_Excerpted passage_
--------

If your vehicles need to transport something but have limited capacity, quantity and capacity are very useful attributes. capacity defines how much of a certain type of commodity/thing a vehicle can carry at maximum. It is defined on the individual vehicle (or globally in the defaults/vehicles section). The quantity defines how much a vehicle's capacity changes at a stop:

  • A negative quantity reduces the available capacity by the quantity at a stop (pickup operation),
  • A positive quantity defines how much is replenished / returned (dropoff operation).

Naturally, only include positive quantity stops if it complements a negative quantity.

Although the number of stops can be limited per vehicle by setting -1 quantities to all of them, we recommend using the route limit functionality for improved performance.

Quantities of different dimensions do not count towards the same capacity, e.g., pallets and bins can be counted directly but may both consume the same shared space. If this is needed, they can be combined in a more abstract dimension like weight or volume.

--------

_Records_
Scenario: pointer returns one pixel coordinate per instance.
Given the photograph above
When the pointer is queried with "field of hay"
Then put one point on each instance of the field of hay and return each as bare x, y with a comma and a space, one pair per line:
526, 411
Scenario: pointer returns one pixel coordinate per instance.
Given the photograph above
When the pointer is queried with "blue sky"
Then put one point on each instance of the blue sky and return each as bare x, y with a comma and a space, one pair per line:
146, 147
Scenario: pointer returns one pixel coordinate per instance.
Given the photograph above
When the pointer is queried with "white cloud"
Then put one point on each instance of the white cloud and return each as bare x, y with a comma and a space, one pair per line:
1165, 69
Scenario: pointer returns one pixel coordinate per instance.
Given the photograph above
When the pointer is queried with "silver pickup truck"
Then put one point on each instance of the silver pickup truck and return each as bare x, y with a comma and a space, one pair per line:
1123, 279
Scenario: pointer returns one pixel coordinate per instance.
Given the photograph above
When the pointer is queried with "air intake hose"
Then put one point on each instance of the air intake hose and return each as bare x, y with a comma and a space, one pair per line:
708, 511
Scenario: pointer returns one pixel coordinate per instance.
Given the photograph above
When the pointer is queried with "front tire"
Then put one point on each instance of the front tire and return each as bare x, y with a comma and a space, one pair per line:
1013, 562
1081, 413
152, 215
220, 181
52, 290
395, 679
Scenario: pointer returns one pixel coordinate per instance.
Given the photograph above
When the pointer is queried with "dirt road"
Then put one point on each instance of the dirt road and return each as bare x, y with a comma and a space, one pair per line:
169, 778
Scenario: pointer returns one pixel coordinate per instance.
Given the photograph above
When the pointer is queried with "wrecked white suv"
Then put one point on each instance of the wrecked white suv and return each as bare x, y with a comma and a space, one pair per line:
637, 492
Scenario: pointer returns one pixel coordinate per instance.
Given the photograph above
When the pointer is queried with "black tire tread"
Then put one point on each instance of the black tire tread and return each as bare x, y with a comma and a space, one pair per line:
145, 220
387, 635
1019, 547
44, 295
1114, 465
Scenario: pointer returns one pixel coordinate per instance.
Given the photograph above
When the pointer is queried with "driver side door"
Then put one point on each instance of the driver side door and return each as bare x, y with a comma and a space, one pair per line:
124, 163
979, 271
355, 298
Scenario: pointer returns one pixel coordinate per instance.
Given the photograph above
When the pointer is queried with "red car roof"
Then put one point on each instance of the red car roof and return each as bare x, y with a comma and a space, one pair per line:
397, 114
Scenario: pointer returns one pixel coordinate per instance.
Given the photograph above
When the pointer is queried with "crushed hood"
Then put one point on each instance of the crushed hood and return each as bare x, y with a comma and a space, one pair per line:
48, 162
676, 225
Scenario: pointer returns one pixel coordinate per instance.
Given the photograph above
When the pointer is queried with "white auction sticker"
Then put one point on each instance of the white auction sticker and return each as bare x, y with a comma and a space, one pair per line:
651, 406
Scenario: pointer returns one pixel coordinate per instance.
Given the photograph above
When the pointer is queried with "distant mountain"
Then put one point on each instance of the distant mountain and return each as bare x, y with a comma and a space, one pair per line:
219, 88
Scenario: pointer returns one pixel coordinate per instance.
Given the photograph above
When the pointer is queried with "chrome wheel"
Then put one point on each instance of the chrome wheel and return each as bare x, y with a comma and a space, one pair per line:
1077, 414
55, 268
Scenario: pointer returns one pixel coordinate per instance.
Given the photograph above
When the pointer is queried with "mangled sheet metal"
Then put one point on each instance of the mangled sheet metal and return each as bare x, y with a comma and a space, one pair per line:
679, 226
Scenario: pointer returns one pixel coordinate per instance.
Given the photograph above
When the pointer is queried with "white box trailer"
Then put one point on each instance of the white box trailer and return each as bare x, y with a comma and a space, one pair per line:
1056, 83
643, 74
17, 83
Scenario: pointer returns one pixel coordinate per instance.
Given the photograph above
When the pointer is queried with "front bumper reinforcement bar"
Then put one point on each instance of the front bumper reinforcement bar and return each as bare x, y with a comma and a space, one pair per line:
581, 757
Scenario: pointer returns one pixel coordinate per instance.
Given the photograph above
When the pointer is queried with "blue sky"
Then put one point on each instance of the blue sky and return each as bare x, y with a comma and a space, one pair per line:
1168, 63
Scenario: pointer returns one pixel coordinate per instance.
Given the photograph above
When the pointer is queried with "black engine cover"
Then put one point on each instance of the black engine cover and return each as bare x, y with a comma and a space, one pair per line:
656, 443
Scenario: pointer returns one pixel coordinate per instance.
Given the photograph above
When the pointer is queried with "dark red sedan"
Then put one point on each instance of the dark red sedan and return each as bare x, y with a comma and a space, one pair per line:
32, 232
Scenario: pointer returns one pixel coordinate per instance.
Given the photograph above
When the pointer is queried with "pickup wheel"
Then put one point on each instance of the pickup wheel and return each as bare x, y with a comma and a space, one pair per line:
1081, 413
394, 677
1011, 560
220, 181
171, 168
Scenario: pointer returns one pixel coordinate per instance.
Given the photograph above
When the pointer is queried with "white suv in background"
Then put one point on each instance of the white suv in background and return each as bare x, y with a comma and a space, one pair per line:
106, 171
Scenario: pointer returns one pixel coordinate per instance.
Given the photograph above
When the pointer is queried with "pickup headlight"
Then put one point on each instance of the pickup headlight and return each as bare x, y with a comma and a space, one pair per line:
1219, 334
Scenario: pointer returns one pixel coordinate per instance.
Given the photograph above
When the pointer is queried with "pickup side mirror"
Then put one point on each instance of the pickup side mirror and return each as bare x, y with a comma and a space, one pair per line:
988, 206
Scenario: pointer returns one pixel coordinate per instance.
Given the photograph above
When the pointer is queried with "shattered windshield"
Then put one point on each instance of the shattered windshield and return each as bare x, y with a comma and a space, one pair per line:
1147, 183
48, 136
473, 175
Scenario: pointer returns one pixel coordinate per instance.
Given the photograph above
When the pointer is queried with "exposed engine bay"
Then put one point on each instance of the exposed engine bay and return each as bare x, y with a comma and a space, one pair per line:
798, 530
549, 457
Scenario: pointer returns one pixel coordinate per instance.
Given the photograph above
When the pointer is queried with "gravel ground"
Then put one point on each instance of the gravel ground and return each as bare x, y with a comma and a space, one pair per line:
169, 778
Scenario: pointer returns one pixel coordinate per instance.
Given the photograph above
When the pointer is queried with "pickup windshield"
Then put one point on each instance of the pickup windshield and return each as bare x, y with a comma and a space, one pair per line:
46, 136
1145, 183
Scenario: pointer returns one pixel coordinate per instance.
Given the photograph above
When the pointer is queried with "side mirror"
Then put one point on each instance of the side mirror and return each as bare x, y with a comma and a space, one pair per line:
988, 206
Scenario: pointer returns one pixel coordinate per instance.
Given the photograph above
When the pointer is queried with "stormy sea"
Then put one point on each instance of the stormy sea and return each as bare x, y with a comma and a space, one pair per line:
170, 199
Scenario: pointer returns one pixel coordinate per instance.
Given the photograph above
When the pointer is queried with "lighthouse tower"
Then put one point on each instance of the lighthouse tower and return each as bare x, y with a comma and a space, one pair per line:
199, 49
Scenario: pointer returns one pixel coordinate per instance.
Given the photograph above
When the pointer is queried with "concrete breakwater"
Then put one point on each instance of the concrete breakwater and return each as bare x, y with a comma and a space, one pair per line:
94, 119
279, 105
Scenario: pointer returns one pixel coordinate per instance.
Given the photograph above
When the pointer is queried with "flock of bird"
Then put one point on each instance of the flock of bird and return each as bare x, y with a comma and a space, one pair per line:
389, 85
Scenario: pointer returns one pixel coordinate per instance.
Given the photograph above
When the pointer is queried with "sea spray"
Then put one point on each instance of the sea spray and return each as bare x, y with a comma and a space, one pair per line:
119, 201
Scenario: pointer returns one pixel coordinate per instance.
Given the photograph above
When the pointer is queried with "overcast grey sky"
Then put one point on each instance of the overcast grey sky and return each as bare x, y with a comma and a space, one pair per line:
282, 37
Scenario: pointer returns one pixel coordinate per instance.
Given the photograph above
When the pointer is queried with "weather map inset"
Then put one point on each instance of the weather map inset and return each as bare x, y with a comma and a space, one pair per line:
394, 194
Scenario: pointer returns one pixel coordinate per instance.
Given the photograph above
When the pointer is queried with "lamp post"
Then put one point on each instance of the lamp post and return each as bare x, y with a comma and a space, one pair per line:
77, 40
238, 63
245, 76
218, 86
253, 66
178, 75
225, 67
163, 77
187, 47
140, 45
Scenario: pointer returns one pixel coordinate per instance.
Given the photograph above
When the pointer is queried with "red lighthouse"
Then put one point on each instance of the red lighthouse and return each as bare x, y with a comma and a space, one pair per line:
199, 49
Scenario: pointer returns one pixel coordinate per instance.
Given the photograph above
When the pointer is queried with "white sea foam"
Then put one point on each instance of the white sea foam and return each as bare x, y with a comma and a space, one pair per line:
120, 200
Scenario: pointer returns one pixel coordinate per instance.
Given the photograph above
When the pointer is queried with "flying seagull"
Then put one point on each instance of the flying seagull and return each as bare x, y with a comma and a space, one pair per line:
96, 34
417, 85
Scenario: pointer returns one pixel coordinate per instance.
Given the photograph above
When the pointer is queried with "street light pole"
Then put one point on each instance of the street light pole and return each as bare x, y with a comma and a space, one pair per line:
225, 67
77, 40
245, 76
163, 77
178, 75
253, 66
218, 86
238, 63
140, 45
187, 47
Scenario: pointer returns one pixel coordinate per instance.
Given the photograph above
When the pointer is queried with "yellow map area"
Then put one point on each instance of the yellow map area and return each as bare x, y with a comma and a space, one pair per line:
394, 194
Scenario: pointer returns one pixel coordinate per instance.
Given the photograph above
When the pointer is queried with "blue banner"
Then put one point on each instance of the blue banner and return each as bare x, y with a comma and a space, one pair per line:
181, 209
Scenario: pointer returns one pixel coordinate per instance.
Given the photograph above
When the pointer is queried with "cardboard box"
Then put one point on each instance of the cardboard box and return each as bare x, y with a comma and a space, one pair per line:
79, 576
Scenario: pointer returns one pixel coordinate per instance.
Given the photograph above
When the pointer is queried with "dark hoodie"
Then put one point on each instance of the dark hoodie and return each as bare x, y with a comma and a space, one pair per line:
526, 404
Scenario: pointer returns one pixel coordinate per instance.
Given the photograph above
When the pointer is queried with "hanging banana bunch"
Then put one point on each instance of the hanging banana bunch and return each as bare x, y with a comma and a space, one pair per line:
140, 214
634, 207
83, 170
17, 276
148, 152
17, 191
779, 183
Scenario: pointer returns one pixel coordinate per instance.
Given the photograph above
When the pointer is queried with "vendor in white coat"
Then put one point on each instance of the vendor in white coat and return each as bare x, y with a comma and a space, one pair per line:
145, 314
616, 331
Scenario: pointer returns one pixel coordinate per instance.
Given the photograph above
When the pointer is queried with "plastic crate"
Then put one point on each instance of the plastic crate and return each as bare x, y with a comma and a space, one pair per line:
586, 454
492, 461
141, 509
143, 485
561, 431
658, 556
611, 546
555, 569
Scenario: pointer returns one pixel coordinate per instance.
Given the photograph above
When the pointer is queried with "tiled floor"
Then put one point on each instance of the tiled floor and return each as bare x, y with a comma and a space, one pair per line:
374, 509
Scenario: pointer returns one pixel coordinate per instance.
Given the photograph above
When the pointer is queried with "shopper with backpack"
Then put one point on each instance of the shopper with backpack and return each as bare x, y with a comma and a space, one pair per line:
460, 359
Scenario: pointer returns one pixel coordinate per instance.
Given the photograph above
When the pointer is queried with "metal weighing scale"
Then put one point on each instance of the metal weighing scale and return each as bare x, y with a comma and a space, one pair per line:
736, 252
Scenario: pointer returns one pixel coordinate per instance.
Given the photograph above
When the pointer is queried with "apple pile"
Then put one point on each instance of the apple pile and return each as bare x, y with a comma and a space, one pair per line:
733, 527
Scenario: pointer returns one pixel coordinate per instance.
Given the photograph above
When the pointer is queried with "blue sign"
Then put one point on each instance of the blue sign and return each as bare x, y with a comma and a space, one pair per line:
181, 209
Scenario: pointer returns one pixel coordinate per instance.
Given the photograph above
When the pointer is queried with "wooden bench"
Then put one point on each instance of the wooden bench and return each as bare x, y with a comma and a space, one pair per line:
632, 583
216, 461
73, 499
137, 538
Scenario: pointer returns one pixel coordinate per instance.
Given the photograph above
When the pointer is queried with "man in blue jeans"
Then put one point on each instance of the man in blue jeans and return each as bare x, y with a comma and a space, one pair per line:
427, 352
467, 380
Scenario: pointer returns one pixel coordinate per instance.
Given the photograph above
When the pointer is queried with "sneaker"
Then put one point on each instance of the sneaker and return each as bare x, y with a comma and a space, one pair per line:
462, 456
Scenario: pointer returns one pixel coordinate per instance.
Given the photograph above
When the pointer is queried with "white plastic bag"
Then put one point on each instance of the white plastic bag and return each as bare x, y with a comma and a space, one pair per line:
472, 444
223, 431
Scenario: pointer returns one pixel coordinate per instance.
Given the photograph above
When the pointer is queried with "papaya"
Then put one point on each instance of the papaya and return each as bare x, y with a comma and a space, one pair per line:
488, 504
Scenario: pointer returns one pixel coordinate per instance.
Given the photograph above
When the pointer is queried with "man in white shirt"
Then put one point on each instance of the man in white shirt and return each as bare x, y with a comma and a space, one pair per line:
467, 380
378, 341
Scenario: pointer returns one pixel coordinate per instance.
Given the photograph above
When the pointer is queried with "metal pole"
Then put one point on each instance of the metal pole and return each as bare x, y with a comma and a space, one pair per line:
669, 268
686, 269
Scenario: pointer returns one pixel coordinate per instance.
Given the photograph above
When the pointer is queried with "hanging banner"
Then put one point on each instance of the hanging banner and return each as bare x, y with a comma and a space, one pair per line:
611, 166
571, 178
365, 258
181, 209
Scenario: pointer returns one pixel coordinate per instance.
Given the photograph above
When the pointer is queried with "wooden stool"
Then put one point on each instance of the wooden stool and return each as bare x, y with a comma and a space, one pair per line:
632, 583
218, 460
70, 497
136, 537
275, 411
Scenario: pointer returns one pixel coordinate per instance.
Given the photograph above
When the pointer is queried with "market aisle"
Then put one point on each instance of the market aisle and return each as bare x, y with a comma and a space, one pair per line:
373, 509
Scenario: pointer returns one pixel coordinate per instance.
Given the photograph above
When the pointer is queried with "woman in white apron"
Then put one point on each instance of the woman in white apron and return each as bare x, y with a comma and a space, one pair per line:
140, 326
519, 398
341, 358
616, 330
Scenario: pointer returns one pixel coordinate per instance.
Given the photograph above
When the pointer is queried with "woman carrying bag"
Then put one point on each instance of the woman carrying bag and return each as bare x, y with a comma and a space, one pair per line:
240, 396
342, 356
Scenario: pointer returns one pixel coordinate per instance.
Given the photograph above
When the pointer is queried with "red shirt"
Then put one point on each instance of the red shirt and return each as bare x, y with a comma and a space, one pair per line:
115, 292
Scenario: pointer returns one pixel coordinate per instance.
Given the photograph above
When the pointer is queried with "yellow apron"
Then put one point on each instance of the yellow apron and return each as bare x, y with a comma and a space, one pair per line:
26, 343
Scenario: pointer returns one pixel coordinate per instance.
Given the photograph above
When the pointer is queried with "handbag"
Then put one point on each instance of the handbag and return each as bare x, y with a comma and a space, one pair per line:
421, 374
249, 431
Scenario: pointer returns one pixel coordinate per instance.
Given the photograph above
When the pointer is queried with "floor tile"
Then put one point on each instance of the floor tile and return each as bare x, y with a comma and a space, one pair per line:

--------

In the passage on vehicle capacity and quantity, what does a negative quantity do at a stop? Please answer in one sentence.

_Solved exercise_
A negative quantity reduces the available capacity by the quantity at that stop, which is a pickup operation.